Exercise goal:
Please continue the essay on the "little gods" teaching, picking up right after its last sentence.

Document extract:

Tuesday, August 20, 2013

The Multiplication of Error

Since the early 1970s, the same people who today espouse the "little gods" teaching have forged a virtually unbroken chain of serious doctrinal deviation.  We were first told that the church had forgotten the "proper" concept of authority, so it was necessary for us all to have "shepherds" to disciple us.  Thus, the "shepherding movement" spread and divided many churches across North America.  When this failed, the so-called "faith teaching" or "positive confession" was resurrected from the writings of Kenyon.  The Christian church was then informed (and still is) that God can be "commanded" to respond to our prayers of faith and that we can create with our tongue both good and evil, prosperity or poverty, health or sickness.  Such a position presupposed, in effect, that our faith (not God's sovereignty) was seated on the throne of heaven.

With great speed, these teachings expanded to the dictum that Christians are "little gods."  As the faith movement is embraced by leaders within the Christian Reconstruction movement, the "little gods" are given a "dominion theology."  One key reconstructionist leader, Gary North, boasts, "It has already begun:  bringing together the post millennial Christian reconstructionists and the 'positive confession' charismatics. . . . A new fundamentalism is appearing."  Dominion theology, as it is called, states that until we do indeed subdue the creation, the return of the Lord Himself will be delayed.

Extracted records:
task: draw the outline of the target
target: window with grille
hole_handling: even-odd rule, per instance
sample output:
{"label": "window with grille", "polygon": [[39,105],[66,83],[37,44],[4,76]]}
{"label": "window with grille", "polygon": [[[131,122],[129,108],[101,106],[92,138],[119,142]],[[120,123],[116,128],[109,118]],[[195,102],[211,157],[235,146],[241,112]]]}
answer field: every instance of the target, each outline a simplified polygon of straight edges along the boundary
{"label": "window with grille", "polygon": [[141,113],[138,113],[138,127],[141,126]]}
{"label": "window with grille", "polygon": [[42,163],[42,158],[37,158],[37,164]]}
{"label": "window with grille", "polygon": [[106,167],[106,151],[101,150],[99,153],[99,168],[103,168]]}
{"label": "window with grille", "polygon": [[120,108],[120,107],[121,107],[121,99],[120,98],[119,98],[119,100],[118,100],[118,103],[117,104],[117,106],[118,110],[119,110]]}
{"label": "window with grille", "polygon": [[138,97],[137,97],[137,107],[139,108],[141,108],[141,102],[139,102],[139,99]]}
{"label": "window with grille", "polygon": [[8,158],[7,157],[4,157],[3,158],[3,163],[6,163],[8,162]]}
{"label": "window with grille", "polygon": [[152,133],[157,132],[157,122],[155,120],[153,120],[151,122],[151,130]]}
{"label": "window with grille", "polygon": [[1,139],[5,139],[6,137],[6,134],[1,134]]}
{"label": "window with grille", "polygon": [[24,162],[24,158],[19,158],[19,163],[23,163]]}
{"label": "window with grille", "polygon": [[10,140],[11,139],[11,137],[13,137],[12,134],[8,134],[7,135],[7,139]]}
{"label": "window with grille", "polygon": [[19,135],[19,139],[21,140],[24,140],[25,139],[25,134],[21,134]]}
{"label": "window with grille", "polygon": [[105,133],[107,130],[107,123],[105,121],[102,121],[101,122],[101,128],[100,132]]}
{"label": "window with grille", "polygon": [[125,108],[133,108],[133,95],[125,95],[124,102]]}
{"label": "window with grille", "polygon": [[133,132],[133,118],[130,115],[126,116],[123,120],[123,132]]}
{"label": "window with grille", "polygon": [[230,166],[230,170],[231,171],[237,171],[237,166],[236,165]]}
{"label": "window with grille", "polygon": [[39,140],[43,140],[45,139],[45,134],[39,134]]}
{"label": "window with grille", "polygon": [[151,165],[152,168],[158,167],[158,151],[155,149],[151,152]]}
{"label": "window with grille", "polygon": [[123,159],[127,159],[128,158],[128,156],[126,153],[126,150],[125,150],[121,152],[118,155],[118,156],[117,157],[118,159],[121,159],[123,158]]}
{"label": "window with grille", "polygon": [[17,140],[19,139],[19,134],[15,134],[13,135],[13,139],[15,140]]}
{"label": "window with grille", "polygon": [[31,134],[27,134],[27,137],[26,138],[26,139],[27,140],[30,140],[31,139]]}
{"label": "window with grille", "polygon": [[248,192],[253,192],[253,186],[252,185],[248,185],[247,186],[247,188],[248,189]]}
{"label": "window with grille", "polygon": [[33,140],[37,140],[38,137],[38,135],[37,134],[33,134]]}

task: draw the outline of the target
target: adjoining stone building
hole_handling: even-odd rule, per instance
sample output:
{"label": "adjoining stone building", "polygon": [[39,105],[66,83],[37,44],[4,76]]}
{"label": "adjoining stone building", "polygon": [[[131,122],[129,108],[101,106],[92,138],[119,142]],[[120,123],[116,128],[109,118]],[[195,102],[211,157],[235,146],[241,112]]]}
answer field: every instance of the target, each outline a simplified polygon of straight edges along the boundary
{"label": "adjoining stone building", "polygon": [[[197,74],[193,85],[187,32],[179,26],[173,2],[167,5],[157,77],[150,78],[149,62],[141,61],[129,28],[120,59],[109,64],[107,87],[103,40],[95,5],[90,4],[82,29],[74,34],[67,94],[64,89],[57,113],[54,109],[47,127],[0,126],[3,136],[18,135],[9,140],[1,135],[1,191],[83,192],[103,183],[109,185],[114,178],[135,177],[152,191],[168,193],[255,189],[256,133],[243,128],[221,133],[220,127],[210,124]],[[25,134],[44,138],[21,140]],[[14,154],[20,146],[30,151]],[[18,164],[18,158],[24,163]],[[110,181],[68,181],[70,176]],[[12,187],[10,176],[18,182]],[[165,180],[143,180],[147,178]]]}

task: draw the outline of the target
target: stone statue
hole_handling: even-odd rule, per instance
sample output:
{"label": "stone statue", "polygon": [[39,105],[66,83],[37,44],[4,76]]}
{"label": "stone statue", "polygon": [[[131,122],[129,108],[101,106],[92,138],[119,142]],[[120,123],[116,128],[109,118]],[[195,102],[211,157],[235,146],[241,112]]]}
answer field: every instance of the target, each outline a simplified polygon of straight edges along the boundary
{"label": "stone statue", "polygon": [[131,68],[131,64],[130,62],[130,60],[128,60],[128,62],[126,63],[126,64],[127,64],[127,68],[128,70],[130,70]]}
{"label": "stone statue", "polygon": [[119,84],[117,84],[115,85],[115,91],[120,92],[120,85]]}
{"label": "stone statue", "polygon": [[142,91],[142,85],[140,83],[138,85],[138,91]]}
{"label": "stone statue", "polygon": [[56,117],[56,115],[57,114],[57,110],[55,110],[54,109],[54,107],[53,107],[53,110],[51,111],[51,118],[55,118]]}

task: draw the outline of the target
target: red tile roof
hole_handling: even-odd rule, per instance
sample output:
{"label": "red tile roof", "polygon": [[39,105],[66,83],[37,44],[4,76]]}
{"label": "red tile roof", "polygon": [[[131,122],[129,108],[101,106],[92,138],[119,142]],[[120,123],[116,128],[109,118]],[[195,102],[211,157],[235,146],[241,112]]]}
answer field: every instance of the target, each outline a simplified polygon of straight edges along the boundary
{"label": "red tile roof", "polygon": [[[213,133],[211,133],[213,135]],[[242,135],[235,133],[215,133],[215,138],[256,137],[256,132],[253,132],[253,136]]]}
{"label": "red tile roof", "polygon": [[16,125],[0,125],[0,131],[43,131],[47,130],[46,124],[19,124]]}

Result of this exercise:
The multiplication of erroneous doctrine is now complete.  Unlimited faith, unlimited health, unlimited wealth, unlimited power, unlimited divinity, and now unlimited dominion.

The study of the kingdom of the cults has taught me many profitable lessons, and this is one of them -- error begets error; heresy begets heresy and always in the name of truth, always in the name of the gospel.  Those who propagate these erroneous views (the "little gods," the "born again Jesus," and so on) have sadly crossed over into the kingdom of the cults and stand in need of genuine repentance, lest they come under the inevitability of divine judgment. [The unrepentant will be going to hell.]

It is dangerous, in the presence of God, to affirm oneself as a deity -- even with a small "g."  It is blasphemous to speak in the name of God and utter false prophesies.  It is the height of theological folly to reduce God the Son, second Person of the holy Trinity, to a lost sinner with the nature of Satan and then send Him to hell with the requirement of regeneration before He can complete the work of redemption.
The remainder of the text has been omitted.